## Task instructions
Repeat exactly the lines below, from the line containing "of the wheel" through the last line, both included. Leave out any pictures.

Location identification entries
◆ ◆ ◆

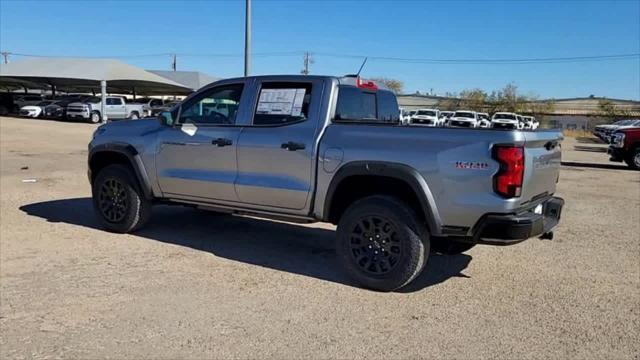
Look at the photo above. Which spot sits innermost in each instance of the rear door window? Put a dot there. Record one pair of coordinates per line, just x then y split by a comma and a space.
282, 103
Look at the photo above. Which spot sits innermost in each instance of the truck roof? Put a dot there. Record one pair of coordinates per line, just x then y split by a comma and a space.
349, 80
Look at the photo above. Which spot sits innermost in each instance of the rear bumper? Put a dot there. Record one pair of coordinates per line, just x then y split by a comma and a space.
506, 229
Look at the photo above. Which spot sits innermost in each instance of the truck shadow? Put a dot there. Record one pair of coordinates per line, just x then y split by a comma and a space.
293, 248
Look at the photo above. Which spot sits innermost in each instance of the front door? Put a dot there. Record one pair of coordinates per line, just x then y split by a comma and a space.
197, 157
276, 149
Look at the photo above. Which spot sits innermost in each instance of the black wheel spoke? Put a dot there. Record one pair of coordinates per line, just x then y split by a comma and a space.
371, 244
113, 200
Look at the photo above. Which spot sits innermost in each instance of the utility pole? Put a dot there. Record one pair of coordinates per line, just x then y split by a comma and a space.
307, 61
5, 54
247, 38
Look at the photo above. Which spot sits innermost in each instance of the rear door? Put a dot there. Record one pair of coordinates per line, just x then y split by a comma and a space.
276, 149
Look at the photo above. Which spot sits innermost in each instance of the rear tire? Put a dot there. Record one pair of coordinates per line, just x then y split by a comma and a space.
118, 201
381, 243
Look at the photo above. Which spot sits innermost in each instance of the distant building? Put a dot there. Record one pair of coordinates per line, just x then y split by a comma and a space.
191, 79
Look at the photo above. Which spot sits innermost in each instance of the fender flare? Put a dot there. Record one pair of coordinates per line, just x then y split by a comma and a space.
130, 152
397, 171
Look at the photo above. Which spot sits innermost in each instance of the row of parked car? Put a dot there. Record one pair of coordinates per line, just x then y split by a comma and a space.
82, 107
468, 119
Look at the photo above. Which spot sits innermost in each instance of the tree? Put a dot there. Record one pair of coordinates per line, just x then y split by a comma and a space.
393, 84
474, 99
610, 110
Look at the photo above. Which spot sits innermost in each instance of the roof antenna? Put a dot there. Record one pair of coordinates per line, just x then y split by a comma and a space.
361, 66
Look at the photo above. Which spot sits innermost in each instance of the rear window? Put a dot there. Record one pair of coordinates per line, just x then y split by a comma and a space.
358, 105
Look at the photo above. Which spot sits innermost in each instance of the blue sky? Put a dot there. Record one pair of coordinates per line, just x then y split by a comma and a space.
407, 29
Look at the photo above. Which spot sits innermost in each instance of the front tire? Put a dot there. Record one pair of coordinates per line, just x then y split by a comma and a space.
381, 243
118, 201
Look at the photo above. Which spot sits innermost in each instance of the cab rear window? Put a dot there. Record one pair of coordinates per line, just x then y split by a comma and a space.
364, 106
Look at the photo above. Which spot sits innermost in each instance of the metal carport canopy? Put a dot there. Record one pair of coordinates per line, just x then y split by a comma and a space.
77, 74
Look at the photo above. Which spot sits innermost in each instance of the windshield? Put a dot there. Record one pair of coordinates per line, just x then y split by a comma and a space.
504, 116
464, 114
426, 112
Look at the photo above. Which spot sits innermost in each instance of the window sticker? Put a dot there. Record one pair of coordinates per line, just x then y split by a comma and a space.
281, 102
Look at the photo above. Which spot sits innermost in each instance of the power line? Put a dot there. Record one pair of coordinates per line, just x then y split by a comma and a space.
547, 60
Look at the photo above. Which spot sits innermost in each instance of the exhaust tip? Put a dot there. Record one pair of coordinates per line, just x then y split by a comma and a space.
547, 236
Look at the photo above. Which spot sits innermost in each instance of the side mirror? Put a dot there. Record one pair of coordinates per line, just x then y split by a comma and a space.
166, 118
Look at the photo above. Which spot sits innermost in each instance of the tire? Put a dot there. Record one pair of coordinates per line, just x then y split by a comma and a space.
633, 160
95, 117
125, 212
448, 247
386, 229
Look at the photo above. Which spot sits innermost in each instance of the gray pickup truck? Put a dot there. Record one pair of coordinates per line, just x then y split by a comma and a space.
331, 149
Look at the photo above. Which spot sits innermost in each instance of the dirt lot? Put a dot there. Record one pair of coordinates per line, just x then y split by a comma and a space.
193, 285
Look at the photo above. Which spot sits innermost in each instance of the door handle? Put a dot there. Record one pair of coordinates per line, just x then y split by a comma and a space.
292, 146
221, 142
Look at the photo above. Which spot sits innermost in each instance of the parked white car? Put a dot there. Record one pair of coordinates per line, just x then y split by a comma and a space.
115, 108
35, 110
464, 118
505, 120
24, 100
427, 117
484, 121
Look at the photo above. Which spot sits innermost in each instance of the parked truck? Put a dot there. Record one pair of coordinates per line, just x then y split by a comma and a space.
625, 146
116, 107
331, 149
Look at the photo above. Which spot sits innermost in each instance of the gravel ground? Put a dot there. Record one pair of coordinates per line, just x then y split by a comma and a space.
196, 285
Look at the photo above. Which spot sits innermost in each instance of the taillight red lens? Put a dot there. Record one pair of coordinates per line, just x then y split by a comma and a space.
508, 181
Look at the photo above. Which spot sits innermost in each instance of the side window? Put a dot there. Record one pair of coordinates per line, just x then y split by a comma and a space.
355, 105
387, 107
216, 106
282, 104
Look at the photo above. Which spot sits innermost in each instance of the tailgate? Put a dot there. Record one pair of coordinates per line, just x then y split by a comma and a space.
542, 162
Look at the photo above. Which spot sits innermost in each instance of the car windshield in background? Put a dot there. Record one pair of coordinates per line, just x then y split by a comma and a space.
464, 114
505, 116
427, 113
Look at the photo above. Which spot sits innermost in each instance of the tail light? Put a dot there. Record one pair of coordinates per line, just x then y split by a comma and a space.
508, 181
366, 84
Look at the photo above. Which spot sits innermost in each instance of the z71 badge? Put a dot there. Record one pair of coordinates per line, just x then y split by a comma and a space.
473, 165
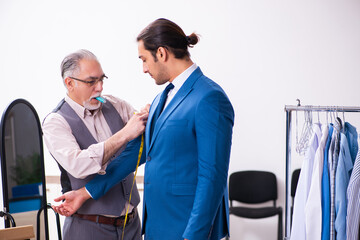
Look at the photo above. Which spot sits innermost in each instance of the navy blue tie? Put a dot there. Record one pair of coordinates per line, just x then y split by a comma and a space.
160, 107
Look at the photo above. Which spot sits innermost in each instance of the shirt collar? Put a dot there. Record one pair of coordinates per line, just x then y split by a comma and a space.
179, 80
80, 110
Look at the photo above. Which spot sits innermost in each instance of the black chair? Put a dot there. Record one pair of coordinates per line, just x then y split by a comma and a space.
294, 180
254, 187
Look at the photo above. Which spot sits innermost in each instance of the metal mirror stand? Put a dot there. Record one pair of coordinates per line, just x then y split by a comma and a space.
22, 168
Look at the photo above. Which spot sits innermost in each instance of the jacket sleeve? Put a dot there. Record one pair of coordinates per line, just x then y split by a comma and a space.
117, 170
214, 123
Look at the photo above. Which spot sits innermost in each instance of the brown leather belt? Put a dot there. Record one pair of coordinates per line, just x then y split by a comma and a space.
115, 221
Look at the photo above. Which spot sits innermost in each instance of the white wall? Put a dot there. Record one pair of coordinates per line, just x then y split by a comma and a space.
264, 53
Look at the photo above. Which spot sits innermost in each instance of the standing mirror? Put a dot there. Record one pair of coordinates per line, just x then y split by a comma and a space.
22, 166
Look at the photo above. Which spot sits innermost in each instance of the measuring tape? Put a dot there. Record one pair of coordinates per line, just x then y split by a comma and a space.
137, 165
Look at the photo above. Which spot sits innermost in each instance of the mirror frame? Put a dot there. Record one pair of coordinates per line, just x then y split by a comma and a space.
3, 160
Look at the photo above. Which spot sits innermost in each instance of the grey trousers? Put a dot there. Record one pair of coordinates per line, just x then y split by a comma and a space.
77, 229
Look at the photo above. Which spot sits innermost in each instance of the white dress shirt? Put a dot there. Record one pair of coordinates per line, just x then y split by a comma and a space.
298, 228
178, 82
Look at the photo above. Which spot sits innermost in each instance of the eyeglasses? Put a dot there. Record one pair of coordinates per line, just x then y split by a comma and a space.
92, 82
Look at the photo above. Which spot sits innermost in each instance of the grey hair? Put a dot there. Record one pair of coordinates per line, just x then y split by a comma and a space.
70, 65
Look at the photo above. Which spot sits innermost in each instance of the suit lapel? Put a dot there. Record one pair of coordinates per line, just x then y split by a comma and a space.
185, 89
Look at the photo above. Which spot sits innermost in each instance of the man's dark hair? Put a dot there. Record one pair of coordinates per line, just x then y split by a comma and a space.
167, 34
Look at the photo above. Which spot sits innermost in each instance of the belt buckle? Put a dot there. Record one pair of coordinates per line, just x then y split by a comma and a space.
116, 220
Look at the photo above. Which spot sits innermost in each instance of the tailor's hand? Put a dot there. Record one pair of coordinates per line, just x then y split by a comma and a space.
73, 201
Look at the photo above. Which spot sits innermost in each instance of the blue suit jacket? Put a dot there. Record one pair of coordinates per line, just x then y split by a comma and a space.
187, 160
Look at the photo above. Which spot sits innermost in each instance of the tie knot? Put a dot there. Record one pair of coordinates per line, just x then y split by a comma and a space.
169, 87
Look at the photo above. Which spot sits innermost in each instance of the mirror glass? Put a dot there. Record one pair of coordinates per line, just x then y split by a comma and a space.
22, 165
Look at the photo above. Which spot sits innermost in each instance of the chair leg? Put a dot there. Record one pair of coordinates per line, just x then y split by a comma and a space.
280, 227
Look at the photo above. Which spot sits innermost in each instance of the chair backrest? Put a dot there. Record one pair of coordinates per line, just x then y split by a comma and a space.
252, 186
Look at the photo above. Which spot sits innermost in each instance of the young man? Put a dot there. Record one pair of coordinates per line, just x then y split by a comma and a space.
83, 135
188, 142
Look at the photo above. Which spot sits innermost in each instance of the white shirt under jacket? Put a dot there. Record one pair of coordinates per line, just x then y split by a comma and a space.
63, 146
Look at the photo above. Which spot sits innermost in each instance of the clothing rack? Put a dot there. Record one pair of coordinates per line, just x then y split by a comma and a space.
289, 109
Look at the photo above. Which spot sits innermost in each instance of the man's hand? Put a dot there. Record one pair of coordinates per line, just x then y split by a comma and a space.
133, 128
73, 201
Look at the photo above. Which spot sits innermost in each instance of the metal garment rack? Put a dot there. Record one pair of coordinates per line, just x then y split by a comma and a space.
289, 109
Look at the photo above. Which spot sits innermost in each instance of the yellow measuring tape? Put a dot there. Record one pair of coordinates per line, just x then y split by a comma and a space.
137, 165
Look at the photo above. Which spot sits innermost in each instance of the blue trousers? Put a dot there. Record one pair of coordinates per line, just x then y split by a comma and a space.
77, 229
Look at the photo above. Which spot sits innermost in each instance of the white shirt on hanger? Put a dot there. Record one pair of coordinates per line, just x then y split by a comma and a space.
298, 228
313, 211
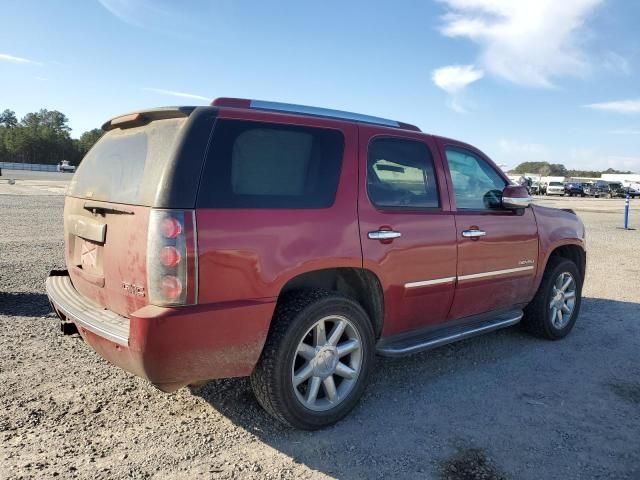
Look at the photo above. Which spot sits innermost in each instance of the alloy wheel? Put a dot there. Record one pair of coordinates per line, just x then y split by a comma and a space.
327, 363
563, 300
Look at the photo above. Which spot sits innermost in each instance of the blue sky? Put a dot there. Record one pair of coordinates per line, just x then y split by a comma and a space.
523, 80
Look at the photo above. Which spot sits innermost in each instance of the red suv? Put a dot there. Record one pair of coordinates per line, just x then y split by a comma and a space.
293, 243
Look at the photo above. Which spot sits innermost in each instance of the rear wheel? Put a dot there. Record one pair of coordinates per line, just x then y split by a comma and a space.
316, 360
555, 308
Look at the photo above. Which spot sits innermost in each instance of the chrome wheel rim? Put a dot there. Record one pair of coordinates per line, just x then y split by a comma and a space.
327, 363
563, 300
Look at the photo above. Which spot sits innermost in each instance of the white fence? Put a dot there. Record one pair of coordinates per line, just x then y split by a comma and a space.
36, 167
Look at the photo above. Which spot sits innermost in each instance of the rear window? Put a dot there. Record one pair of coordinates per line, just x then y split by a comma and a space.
262, 165
125, 165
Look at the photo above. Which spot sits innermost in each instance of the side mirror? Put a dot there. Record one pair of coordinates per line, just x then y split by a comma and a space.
515, 197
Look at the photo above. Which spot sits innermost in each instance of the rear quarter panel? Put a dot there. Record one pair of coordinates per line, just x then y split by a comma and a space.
247, 254
556, 228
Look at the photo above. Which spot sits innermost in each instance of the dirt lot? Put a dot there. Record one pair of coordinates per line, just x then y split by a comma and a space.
500, 406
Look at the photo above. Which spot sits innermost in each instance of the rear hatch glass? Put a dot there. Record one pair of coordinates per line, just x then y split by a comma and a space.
106, 241
125, 165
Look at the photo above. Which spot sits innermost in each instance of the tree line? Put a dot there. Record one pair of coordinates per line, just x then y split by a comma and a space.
546, 169
42, 137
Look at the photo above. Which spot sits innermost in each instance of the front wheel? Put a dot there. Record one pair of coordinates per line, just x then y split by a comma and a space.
553, 311
316, 360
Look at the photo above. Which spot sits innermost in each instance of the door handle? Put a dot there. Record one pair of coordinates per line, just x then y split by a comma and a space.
474, 233
384, 235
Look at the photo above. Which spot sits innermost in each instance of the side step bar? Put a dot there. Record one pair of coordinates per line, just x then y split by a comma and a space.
407, 344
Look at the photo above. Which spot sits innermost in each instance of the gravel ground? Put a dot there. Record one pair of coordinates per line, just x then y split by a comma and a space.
504, 405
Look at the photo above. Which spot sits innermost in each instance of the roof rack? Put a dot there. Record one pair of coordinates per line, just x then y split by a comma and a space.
313, 111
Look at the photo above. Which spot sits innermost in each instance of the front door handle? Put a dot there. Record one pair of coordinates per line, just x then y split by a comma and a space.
384, 235
474, 233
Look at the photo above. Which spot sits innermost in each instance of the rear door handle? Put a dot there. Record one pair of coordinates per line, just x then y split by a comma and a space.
473, 233
384, 235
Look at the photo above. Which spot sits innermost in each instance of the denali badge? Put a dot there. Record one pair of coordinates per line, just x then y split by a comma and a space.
133, 289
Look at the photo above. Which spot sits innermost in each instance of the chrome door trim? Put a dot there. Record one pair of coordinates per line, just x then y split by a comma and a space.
494, 273
474, 233
383, 235
426, 283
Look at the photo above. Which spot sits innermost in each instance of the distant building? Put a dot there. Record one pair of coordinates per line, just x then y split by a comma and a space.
624, 178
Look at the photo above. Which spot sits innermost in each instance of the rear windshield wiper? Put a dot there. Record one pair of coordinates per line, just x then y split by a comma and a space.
97, 208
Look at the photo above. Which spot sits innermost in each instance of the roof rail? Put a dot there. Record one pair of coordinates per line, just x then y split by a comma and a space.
313, 111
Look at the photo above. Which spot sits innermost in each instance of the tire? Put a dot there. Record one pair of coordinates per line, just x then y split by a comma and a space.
538, 314
295, 322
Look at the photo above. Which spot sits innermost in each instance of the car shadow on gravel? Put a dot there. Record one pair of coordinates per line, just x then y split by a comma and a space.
402, 431
24, 304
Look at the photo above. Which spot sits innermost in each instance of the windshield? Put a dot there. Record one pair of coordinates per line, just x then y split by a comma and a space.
125, 165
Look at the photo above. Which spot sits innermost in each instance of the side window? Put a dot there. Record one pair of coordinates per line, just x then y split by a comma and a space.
262, 165
400, 174
476, 185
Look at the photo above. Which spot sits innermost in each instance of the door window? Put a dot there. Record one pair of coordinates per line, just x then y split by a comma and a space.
476, 185
400, 174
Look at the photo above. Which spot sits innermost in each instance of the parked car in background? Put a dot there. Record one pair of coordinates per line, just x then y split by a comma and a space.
66, 167
617, 190
535, 188
291, 244
574, 189
555, 188
598, 189
633, 190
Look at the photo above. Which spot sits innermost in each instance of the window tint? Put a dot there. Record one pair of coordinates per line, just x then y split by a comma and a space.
126, 165
258, 165
400, 173
476, 185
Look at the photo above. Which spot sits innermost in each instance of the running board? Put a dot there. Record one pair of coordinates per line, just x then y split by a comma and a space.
414, 342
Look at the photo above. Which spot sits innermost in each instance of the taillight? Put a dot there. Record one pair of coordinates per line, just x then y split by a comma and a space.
172, 258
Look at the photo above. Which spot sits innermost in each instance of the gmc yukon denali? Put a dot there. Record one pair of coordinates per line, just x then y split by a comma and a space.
291, 244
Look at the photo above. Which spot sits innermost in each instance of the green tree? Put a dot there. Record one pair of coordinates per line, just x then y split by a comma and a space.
8, 119
88, 139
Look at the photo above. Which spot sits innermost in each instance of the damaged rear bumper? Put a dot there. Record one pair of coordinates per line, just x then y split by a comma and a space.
169, 346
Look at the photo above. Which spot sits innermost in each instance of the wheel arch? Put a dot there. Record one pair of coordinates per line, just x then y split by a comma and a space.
359, 284
573, 252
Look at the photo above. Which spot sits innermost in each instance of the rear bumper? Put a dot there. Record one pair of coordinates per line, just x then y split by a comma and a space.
171, 347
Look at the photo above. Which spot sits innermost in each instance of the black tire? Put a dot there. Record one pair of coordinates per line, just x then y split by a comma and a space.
536, 318
271, 380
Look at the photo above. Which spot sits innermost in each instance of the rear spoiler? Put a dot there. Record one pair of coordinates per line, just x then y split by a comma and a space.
136, 119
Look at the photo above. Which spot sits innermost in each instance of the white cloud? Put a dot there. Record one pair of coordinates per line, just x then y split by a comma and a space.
453, 79
4, 57
588, 159
517, 152
173, 93
616, 63
161, 16
527, 42
619, 106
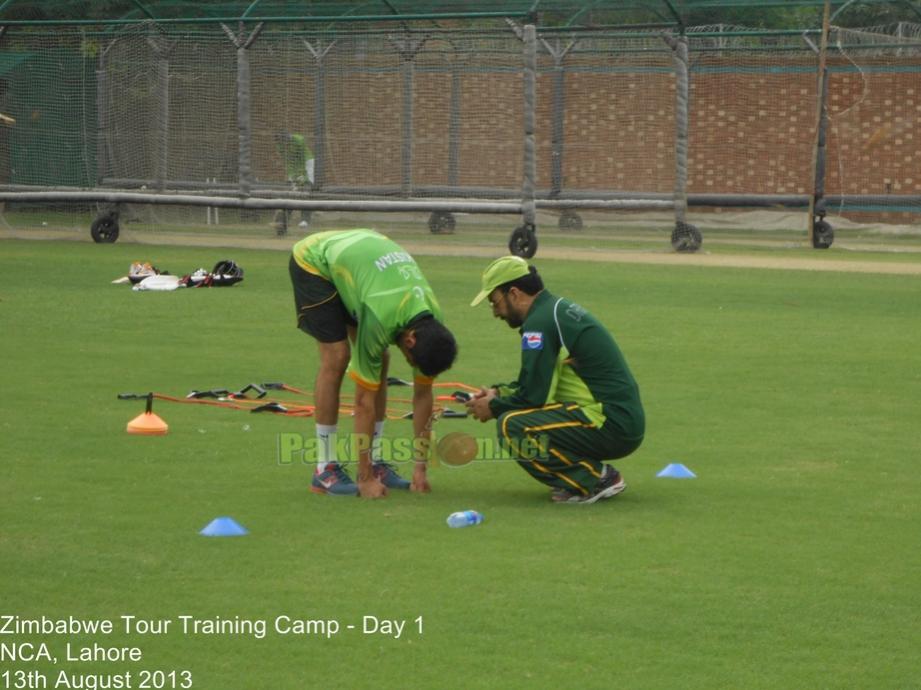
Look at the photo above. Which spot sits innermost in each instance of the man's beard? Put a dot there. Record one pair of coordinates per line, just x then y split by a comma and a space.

◆ ◆ ◆

## Result for this task
Look at the photo above. Which spot sits innermost in each instance of the wheel arch? Put a dot there. Record one pair of coordinates per line, just x then y split by a comma and a space.
359, 284
573, 252
Look at the photo above. Which spot sits innermost in each instance of the rear bumper? Put a dot there. Record one pair of coordinates per line, just x then y split by a comma and a space.
171, 347
Look at the photo above. Which spot sits innermost in each instance of the black tire? Put a dot there. Record one pair of coordinates per line, just x then y split by a comma and a space.
536, 318
271, 380
Look at the photo above. Which spot sits innermost in each instance of the rear spoiler? Put a dot there. Record one pair of coordinates per line, just x then y split by a comma and a space.
136, 119
Look at the photo above. Which spot sits innermost in each instance of the white cloud? Put a dot there. Record one pair of coordinates per line, just x then y split by a comma and a space.
453, 79
4, 57
588, 159
517, 152
173, 93
616, 63
161, 16
527, 42
619, 106
Look at the photo above. Which spot sits innermost in each instance of the man's beard? Put a dot there. Record one pair of coordinates per line, just x then y split by a comma and a space.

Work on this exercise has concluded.